Swap "eyeglasses" for "spectacles" in the entries from the line containing "In this picture, where can the red shorts" through the line containing "point(334, 61)", and reproduce only those lines with everything else unchanged.

====== STORED ROWS ======

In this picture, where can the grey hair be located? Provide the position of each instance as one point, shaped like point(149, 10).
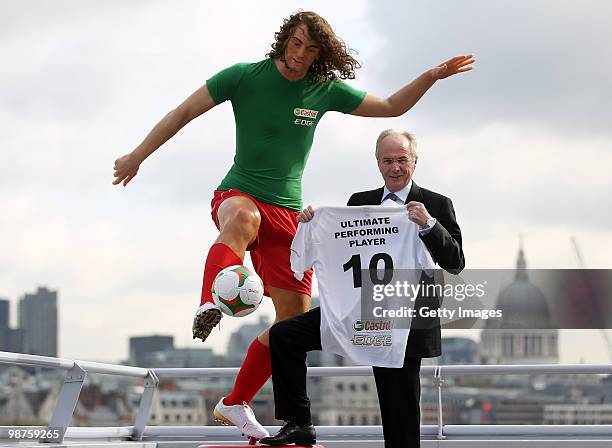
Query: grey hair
point(411, 141)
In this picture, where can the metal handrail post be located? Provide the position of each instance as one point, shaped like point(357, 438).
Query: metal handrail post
point(66, 402)
point(438, 382)
point(150, 385)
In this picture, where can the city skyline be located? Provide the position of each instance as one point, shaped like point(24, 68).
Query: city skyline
point(520, 144)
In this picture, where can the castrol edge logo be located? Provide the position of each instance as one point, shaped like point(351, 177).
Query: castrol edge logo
point(306, 113)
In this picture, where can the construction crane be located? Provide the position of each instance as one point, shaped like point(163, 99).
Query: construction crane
point(591, 292)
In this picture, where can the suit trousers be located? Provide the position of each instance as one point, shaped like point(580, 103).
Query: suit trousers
point(399, 390)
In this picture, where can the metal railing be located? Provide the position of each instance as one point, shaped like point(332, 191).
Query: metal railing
point(76, 372)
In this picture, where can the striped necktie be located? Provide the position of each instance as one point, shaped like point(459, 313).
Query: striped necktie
point(394, 198)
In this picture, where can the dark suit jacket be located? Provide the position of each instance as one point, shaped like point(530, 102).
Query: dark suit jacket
point(444, 244)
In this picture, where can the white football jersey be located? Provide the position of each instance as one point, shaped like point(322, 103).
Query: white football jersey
point(341, 241)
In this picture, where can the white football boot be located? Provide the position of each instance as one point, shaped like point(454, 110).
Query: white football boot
point(207, 316)
point(241, 416)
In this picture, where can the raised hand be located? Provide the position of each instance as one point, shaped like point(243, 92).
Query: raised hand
point(458, 64)
point(306, 215)
point(126, 168)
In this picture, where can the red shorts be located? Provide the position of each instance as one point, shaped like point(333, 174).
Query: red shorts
point(271, 249)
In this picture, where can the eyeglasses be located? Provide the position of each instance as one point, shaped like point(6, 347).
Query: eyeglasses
point(402, 161)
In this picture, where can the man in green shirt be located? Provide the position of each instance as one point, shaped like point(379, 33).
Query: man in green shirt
point(277, 104)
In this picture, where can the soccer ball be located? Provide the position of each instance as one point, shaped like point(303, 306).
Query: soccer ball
point(237, 291)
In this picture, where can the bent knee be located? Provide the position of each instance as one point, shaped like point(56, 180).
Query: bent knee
point(241, 222)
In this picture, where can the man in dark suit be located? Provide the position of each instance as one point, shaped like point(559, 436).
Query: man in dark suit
point(399, 389)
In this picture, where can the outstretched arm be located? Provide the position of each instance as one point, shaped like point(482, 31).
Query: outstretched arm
point(126, 167)
point(403, 100)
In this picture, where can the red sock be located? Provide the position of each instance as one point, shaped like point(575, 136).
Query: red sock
point(255, 371)
point(219, 257)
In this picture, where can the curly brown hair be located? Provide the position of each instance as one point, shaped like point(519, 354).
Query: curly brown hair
point(334, 61)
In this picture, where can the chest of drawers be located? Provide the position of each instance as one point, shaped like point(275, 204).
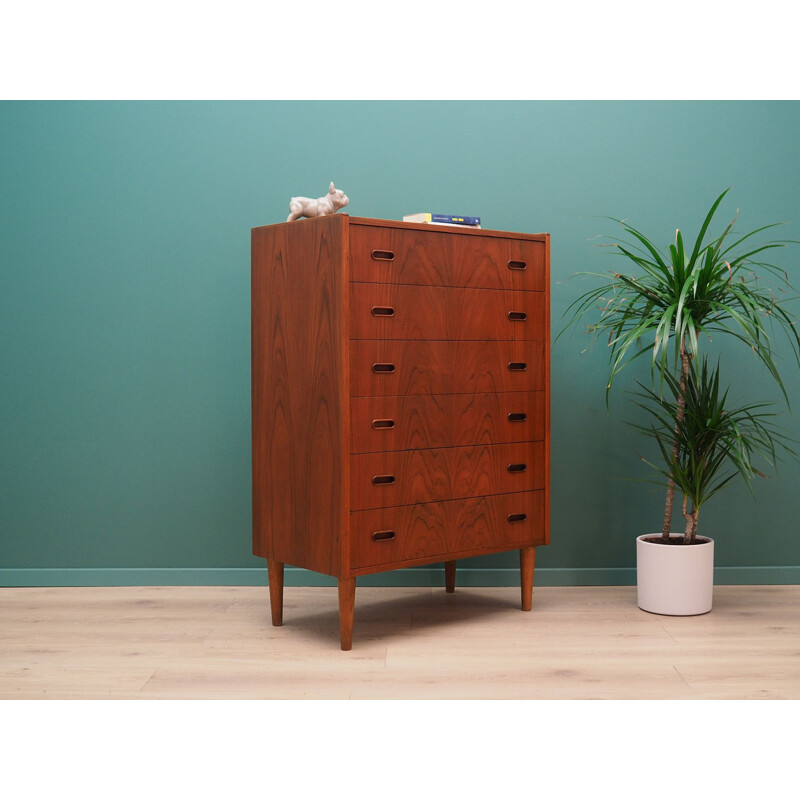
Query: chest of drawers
point(400, 399)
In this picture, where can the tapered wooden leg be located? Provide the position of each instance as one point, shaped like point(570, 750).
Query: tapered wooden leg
point(275, 572)
point(527, 557)
point(450, 576)
point(347, 601)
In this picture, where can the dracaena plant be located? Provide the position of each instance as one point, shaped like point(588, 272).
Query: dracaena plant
point(710, 442)
point(675, 299)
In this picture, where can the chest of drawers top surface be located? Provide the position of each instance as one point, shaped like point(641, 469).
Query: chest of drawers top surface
point(400, 392)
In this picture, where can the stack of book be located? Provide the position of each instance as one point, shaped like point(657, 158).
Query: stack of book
point(444, 219)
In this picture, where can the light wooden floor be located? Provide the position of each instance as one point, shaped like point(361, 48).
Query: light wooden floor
point(417, 643)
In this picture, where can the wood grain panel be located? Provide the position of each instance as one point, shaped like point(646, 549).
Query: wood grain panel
point(426, 532)
point(445, 420)
point(299, 397)
point(400, 311)
point(443, 367)
point(436, 256)
point(403, 477)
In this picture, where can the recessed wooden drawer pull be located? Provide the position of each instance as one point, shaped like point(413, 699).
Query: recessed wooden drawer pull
point(382, 424)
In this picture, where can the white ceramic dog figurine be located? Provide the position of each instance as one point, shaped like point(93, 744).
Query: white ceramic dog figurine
point(322, 206)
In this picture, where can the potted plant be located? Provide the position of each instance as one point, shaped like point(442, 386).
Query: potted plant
point(704, 442)
point(674, 300)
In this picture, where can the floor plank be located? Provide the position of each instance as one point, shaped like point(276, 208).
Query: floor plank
point(409, 643)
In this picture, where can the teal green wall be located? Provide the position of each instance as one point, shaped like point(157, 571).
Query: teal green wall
point(124, 310)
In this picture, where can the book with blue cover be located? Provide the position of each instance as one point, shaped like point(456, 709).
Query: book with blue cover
point(444, 219)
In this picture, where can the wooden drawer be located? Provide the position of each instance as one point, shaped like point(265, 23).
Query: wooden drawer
point(442, 367)
point(404, 477)
point(428, 532)
point(444, 420)
point(399, 311)
point(434, 257)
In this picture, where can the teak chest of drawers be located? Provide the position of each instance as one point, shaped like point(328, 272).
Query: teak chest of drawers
point(400, 399)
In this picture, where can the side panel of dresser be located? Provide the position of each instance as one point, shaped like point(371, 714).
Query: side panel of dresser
point(300, 392)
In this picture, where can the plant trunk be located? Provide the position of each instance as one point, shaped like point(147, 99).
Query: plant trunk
point(667, 526)
point(691, 526)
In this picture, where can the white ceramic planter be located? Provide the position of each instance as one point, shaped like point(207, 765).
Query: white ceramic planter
point(673, 579)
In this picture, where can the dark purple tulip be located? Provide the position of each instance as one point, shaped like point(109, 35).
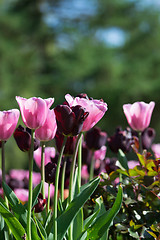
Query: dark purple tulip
point(69, 146)
point(70, 119)
point(122, 139)
point(50, 172)
point(40, 205)
point(148, 136)
point(95, 138)
point(22, 137)
point(86, 155)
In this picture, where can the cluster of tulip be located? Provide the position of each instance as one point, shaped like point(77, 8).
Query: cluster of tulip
point(80, 151)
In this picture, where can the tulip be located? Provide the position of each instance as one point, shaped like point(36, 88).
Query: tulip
point(34, 110)
point(39, 207)
point(138, 115)
point(49, 128)
point(22, 137)
point(148, 136)
point(100, 154)
point(49, 153)
point(70, 119)
point(22, 194)
point(95, 138)
point(69, 146)
point(8, 122)
point(95, 108)
point(156, 149)
point(50, 172)
point(122, 139)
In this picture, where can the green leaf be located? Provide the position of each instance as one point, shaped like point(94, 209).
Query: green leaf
point(36, 192)
point(14, 225)
point(40, 228)
point(16, 206)
point(123, 160)
point(102, 223)
point(78, 220)
point(34, 232)
point(88, 221)
point(74, 207)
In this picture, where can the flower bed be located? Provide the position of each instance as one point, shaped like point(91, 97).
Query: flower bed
point(79, 191)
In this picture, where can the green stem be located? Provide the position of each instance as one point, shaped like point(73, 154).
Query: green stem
point(140, 142)
point(72, 170)
point(7, 229)
point(80, 160)
point(42, 168)
point(91, 173)
point(3, 164)
point(56, 190)
point(30, 186)
point(48, 202)
point(63, 180)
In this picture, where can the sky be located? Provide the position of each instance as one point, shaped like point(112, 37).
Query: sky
point(68, 11)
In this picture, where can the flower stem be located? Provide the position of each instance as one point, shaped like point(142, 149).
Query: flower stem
point(48, 202)
point(42, 168)
point(140, 142)
point(73, 167)
point(63, 180)
point(71, 179)
point(3, 164)
point(30, 186)
point(56, 190)
point(80, 161)
point(91, 173)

======

§ **REPLY**:
In this picture, where can the red shorts be located? Provide the position of each instance as one point, shaped like point(333, 174).
Query: red shorts
point(271, 249)
In this picture, where can the spectacles be located? Provide the position of each instance as one point, shaped like point(6, 347).
Query: spectacles
point(402, 161)
In this picture, where can the man in green shirt be located? Provide the position of each instance as one point, shaped like point(379, 33).
Query: man in green shirt
point(277, 104)
In this picture, where can the soccer ball be located? Provide the position of each instance as one point, shaped like point(303, 306).
Query: soccer ball
point(237, 291)
In this picture, where can the bent knee be located? Provide the position of each instance as one point, shaped like point(56, 180).
Query: bent knee
point(241, 222)
In this picture, where can the man in dark suit be located? Provide the position of each instance as one point, shaped like point(559, 436).
Query: man in dark suit
point(399, 389)
In this picture, where can the outstretched arm be located? Provide the position of each instance as one point, shaped like point(482, 31).
Query: outstretched arm
point(126, 167)
point(403, 100)
In this picture, where can the red sock be located? Provide the position of each instance as one point, shaped like point(575, 136).
Query: red sock
point(255, 371)
point(219, 257)
In this picture, where can the curly brown hair be located? Provide the position of each instance as one point, shaped like point(519, 354).
Query: curly brown hair
point(334, 61)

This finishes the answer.